(SELECTED TEXT Opens)

On October 10, World Mental Health Day is celebrated, promoted by the World Federation of Mental Health since 1992. In our country, studies suggest that 80% of homes have a pet (Aragunde et al., 2019). We would like to take advantage of this moment to discuss a topic that is so important and impacts all of us in Puerto Rico, how satos can become (or already are) providers of mental health and well-being.


Many people who are pet guardians mention with some fervor and full enthusiasm that their satos are an antidote to improve their days. Just arriving home after a long day of work and being welcomed and received with pure joy every time they see us (even if it has only been for five minutes) makes us feel that everything in our lives is okay. And that's what it's about. To have that unconditional support makes us feel that no matter what difficulties we are facing, everything will be okay. For many, they are the gasoline of love, kindness, and sweetness that fills our empty tank. This emotional mutuality and care strengthen aspects of our mental health and well-being in us.

(SELECTED TEXT Closes)
(DATA FOR REVIEW Opens)

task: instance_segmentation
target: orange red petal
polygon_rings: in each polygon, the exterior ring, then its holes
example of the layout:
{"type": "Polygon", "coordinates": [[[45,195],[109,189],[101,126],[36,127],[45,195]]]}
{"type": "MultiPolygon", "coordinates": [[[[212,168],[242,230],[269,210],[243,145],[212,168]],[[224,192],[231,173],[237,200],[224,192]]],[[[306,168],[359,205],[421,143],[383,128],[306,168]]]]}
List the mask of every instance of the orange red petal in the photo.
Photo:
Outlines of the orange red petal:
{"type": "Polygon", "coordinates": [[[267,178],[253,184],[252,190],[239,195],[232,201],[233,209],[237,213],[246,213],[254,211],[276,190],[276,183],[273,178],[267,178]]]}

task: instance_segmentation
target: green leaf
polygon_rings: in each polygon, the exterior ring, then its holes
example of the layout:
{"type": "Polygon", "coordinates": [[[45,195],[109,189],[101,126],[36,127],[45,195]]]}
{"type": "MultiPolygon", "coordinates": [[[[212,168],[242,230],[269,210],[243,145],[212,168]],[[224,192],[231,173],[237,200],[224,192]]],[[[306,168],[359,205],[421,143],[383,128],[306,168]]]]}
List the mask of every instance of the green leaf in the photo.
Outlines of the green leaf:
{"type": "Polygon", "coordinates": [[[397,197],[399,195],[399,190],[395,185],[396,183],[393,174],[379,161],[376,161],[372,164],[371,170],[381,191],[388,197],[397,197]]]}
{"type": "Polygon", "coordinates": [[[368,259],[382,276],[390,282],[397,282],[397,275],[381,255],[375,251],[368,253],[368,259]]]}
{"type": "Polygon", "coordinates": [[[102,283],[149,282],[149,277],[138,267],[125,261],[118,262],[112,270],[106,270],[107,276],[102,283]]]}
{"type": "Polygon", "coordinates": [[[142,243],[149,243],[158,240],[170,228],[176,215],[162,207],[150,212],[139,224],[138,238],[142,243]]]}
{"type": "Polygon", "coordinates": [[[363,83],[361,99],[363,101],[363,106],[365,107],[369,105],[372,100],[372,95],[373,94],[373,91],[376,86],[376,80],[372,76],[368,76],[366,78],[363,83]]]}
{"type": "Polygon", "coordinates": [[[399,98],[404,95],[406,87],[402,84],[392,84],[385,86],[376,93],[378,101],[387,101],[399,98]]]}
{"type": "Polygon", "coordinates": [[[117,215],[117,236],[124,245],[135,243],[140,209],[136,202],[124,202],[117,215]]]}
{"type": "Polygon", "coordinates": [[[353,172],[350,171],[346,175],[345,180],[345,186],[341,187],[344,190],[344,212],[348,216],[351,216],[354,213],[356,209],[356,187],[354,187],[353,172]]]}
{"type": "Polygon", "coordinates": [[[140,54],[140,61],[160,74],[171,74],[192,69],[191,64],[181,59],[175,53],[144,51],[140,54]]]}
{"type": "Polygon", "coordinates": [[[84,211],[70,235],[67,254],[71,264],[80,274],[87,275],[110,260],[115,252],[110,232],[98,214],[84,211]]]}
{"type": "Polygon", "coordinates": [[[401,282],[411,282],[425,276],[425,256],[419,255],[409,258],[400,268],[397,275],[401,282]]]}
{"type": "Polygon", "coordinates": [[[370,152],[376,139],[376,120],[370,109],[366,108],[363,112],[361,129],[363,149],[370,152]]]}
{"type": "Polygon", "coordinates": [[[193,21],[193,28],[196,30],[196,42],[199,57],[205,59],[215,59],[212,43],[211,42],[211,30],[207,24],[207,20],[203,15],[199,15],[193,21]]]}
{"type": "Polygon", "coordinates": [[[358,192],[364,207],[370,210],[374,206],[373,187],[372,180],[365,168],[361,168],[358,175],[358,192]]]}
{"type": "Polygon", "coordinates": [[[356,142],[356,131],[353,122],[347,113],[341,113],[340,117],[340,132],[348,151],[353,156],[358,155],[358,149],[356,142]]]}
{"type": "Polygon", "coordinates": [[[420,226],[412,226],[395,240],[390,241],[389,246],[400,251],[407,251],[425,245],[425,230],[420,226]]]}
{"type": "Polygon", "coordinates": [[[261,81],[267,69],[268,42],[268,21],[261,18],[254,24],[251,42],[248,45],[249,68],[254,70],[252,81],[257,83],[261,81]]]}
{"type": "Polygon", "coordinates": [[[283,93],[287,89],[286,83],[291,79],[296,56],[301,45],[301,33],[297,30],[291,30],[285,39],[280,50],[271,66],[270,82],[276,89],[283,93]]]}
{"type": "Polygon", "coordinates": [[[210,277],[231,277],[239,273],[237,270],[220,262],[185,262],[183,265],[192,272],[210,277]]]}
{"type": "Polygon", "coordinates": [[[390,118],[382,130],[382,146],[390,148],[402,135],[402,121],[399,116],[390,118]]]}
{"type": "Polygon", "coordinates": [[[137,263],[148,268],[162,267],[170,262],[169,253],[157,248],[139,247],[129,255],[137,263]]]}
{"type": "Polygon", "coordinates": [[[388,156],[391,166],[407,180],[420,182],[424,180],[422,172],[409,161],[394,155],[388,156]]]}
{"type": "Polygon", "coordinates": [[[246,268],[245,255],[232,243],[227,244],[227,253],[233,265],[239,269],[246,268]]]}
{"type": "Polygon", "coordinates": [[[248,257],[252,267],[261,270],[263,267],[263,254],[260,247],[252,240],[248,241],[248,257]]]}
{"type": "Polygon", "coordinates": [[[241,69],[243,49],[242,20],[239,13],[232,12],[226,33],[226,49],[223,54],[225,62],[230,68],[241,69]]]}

(DATA FOR REVIEW Closes)
(DATA FOR REVIEW Opens)

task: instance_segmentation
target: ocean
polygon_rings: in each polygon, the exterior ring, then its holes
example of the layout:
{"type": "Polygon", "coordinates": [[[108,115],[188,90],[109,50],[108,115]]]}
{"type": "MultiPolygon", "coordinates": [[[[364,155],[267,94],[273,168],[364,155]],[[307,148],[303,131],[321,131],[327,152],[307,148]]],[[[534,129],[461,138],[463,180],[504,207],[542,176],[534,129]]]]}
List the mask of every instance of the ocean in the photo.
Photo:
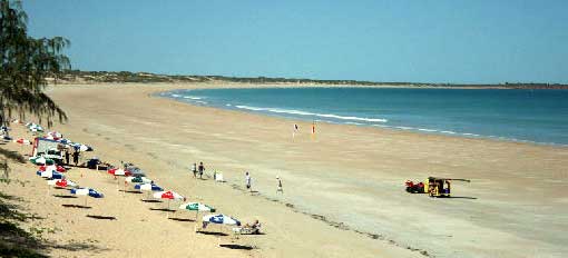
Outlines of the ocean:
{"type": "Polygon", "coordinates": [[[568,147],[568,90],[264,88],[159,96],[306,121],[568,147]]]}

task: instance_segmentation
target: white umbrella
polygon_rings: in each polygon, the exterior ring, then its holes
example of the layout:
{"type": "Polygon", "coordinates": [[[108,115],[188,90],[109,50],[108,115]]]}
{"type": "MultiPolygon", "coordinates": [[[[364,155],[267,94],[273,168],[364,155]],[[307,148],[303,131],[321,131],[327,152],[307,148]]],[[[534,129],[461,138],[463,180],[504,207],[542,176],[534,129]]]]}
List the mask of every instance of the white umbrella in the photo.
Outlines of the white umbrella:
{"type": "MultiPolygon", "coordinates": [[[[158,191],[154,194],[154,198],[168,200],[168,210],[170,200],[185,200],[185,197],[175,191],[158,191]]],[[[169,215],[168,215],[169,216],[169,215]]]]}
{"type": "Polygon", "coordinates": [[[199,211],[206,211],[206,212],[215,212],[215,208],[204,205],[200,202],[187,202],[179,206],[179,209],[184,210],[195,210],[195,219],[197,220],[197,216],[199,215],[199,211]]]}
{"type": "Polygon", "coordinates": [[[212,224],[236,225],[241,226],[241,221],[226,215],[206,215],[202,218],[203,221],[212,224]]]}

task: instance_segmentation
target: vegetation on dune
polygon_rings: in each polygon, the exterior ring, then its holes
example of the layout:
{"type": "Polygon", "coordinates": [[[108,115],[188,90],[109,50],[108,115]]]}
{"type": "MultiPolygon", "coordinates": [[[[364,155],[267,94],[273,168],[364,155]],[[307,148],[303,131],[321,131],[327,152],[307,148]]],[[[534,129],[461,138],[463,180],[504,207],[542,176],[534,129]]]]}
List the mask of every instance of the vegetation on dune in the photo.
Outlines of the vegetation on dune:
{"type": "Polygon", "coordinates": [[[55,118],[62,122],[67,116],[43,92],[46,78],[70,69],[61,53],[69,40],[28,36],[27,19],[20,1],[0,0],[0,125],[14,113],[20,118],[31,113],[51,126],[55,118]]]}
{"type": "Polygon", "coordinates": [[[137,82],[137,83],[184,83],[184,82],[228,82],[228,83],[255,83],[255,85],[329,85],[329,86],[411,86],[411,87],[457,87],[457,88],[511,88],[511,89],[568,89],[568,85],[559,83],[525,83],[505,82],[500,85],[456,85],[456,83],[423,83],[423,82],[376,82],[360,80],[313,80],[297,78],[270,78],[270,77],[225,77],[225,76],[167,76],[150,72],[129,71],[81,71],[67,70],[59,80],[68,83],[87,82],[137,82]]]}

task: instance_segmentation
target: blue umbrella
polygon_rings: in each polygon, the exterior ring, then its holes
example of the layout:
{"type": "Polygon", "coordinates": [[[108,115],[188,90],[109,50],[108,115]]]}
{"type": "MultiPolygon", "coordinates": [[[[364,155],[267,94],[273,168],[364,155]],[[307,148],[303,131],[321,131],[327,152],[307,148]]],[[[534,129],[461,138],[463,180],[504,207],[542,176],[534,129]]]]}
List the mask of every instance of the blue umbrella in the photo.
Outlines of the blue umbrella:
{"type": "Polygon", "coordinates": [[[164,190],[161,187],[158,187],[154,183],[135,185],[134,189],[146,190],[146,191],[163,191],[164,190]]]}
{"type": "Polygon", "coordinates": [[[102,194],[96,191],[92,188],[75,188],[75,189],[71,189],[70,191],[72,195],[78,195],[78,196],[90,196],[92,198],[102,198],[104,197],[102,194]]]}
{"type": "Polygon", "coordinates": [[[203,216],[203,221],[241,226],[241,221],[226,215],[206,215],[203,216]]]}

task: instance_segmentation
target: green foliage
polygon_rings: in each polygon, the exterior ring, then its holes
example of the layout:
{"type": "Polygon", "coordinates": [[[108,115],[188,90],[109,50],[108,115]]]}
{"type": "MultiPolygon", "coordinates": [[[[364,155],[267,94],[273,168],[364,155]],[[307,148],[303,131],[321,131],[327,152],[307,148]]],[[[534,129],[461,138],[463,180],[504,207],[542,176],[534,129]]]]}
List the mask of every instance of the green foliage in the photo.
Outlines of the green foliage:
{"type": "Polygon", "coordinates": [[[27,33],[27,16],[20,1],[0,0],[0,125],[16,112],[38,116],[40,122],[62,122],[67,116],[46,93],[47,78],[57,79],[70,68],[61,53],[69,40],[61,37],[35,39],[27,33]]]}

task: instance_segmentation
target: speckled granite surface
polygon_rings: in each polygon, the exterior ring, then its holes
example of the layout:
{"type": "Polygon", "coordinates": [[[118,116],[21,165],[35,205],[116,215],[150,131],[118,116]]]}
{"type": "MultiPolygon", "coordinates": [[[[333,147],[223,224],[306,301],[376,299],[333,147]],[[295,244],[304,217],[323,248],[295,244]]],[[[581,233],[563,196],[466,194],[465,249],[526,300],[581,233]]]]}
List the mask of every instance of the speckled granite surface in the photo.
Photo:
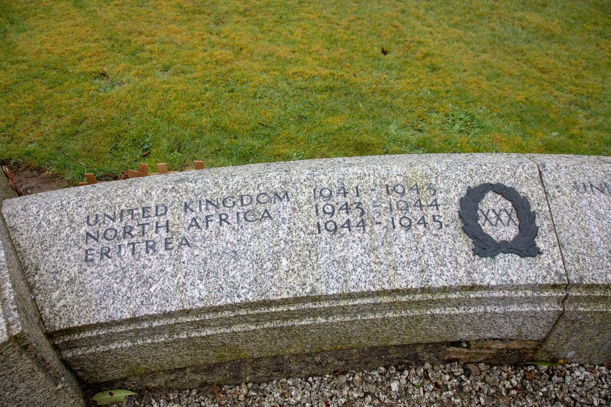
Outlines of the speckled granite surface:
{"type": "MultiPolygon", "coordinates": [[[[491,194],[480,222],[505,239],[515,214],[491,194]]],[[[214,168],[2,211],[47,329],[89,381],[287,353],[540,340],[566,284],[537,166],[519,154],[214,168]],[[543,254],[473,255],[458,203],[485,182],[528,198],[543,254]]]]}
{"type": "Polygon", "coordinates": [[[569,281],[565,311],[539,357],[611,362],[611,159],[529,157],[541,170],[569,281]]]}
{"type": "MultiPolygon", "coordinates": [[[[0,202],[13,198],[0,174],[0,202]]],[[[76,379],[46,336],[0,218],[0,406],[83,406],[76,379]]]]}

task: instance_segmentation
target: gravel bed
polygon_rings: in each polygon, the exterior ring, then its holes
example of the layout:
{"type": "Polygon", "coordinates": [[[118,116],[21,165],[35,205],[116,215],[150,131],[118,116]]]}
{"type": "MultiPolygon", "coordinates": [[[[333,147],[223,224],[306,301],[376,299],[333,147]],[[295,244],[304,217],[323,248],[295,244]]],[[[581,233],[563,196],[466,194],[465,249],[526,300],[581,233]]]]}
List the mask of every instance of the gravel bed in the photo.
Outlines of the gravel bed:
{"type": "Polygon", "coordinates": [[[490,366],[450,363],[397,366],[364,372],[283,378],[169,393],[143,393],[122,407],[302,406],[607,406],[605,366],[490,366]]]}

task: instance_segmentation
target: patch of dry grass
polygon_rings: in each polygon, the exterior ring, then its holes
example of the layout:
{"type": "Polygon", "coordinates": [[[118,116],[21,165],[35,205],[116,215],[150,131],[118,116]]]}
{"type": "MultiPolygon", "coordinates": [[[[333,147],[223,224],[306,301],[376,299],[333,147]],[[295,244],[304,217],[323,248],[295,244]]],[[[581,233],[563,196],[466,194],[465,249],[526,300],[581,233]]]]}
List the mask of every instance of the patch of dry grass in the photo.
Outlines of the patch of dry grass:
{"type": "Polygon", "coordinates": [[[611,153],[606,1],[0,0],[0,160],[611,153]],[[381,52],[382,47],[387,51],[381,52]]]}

(DATA FOR REVIEW Closes)
(DATA FOR REVIEW Opens)

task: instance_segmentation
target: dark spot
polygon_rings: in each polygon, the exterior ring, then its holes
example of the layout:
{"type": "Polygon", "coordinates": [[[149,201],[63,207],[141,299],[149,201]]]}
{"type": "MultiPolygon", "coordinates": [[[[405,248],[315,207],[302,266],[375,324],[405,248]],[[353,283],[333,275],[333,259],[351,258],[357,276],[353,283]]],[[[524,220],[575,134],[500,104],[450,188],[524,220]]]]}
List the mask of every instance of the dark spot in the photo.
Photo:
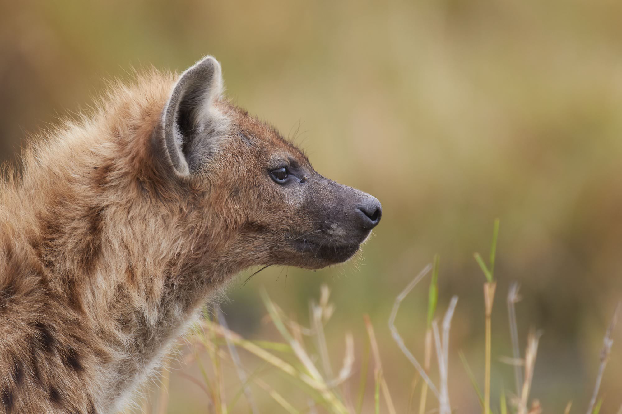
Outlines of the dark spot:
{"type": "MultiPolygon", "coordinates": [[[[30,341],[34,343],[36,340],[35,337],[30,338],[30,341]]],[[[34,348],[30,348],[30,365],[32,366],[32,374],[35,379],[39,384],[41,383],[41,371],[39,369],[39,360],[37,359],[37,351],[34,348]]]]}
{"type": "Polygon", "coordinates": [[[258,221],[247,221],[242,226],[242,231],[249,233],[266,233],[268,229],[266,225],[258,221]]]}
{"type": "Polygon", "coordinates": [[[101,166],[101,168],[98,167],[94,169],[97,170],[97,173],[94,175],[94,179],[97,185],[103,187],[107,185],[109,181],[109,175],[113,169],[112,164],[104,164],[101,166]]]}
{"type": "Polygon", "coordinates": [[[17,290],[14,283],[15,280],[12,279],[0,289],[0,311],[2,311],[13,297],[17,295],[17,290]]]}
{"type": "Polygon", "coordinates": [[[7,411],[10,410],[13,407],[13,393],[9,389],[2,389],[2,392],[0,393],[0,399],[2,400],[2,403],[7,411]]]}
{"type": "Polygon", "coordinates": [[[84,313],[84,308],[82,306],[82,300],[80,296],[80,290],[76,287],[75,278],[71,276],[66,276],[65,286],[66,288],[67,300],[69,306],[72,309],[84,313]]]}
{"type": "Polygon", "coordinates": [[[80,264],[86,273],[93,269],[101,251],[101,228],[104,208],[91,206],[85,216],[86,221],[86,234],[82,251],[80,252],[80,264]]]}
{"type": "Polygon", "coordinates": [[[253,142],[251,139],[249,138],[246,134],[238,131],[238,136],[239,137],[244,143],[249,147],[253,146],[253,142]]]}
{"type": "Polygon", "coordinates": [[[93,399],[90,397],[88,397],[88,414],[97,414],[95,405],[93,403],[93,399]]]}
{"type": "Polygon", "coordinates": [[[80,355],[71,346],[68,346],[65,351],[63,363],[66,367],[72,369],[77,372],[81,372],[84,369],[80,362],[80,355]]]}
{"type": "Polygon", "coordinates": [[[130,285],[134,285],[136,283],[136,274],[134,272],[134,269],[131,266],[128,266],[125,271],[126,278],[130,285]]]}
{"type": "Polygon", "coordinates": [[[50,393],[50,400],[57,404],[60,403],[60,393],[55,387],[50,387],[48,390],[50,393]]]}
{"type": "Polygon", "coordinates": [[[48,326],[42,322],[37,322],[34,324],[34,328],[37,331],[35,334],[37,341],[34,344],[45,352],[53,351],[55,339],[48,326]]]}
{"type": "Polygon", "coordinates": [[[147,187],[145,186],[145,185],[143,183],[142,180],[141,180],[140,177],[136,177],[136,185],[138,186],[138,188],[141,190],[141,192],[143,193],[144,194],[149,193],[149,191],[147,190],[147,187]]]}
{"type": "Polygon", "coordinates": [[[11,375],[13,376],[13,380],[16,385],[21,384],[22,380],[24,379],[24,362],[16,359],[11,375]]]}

(DATA FOR REVIEW Closes)

REQUIREMENT 1: From the text on pets and mental health, reproduce the passage from "Many people who" to "well-being in us.".
REQUIREMENT 2: In the text on pets and mental health, what share of homes in the country have a pet, according to studies?

OUTPUT 1:
Many people who are pet guardians mention with some fervor and full enthusiasm that their satos are an antidote to improve their days. Just arriving home after a long day of work and being welcomed and received with pure joy every time they see us (even if it has only been for five minutes) makes us feel that everything in our lives is okay. And that's what it's about. To have that unconditional support makes us feel that no matter what difficulties we are facing, everything will be okay. For many, they are the gasoline of love, kindness, and sweetness that fills our empty tank. This emotional mutuality and care strengthen aspects of our mental health and well-being in us.

OUTPUT 2: 80%